▶ **ANGEZEIGTER TEXT**
-------

Entsicherter Kapitalismus

Die sozialen Auswirkungen der Asien-Krise werden völlig unterschätzt, erklärt die Internationale Arbeitsorganisation in einer neuen Studie

Die Opfer der Asien-Krise sind vor allem die Menschen in der Region. Um diese Tatsache - so banal sie auch klingen mag - will die Internationale Arbeitsorganisation (ILO) die Gedankenwelt der Banker und Finanzexperten des Internationalen Währungsfonds (IWF) und der westlichen Industrienationen erweitern.

Das ist auch notwendig: Die bisherigen Hilfsprogramme sind einseitig auf die Wiederherstellung des Vertrauens der Investoren in die ehemaligen Tigerstaaten und auf finanzielle Stabilität gerichtet. Die soziale Dimension der Asien-Krise wird nach Ansicht der ILO hingegen völlig unterschätzt.

In ihrer jüngsten Studie zum Thema vergleicht die ILO die Situation in Asien mit der Zeit der großen Depression in den dreißiger Jahren. Ähnlich wie damals in den USA und anderen Industriestaaten seien jetzt die südostasiatischen Länder aufgefordert, sich auf einen neuen sozialen Gesellschaftsvertrag zu einigen. Soziale Sicherheit sei eine Vorbedingung für ökonomisches Wachstum.

-------

▶ **BEREITGESTELLTE ZEILEN**
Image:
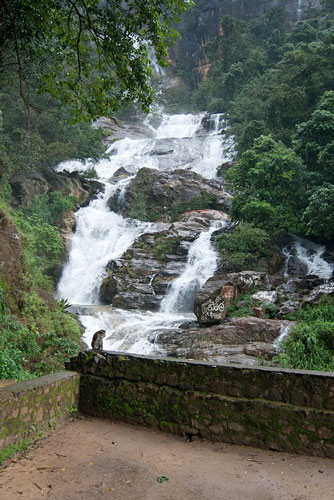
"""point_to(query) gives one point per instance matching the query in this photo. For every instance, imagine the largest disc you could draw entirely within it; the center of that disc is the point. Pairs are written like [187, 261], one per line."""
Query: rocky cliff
[203, 23]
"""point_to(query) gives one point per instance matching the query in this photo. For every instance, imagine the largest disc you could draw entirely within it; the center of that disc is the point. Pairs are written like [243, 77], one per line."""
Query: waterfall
[309, 256]
[201, 265]
[178, 141]
[283, 334]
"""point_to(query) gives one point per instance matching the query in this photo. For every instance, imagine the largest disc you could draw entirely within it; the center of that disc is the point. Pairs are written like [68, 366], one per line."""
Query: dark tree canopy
[90, 54]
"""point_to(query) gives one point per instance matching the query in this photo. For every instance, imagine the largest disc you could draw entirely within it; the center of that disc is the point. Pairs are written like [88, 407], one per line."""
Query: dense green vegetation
[246, 247]
[275, 80]
[310, 343]
[61, 62]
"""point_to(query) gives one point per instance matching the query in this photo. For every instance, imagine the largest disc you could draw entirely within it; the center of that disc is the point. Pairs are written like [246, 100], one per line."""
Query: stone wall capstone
[286, 410]
[27, 409]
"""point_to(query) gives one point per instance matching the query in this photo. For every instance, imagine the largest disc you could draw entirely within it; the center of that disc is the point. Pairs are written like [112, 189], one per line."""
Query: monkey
[97, 341]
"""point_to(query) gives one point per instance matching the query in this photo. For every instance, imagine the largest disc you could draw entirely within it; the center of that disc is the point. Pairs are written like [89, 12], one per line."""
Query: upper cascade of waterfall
[165, 142]
[201, 265]
[179, 126]
[310, 256]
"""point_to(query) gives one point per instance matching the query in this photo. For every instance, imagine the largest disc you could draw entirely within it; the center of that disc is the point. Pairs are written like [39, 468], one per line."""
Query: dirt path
[89, 458]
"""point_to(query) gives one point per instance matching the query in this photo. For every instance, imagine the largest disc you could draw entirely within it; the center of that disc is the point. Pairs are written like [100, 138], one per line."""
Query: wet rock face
[218, 293]
[140, 279]
[10, 253]
[235, 340]
[163, 196]
[142, 276]
[28, 185]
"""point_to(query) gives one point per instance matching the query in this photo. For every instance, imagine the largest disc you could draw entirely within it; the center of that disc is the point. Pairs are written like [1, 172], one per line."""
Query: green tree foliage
[38, 344]
[315, 141]
[92, 54]
[268, 183]
[319, 214]
[247, 247]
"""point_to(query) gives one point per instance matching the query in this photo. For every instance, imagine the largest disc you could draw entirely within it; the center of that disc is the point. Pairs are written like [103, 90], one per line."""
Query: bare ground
[89, 458]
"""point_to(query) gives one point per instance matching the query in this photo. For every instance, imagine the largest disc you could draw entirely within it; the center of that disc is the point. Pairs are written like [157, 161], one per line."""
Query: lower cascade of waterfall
[308, 258]
[191, 142]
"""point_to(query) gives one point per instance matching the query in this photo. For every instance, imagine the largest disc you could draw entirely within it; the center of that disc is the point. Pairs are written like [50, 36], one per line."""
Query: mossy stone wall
[263, 407]
[28, 409]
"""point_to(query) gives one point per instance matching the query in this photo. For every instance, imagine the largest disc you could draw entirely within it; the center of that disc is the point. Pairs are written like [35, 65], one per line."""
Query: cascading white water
[310, 256]
[101, 235]
[201, 265]
[299, 10]
[285, 329]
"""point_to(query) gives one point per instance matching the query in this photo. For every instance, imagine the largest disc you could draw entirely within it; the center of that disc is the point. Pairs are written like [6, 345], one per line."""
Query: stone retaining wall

-------

▶ **DETAILS ZUR AUFGABE**
Nenne die Zeit, mit der die ILO im Text über die Asien-Krise die Situation in Asien vergleicht. Die Zeilen werden für die Bearbeitung nicht benötigt.

▶ **VOLLSTÄNDIGE ANTWORT**
Mit der Zeit der großen Depression in den dreißiger Jahren.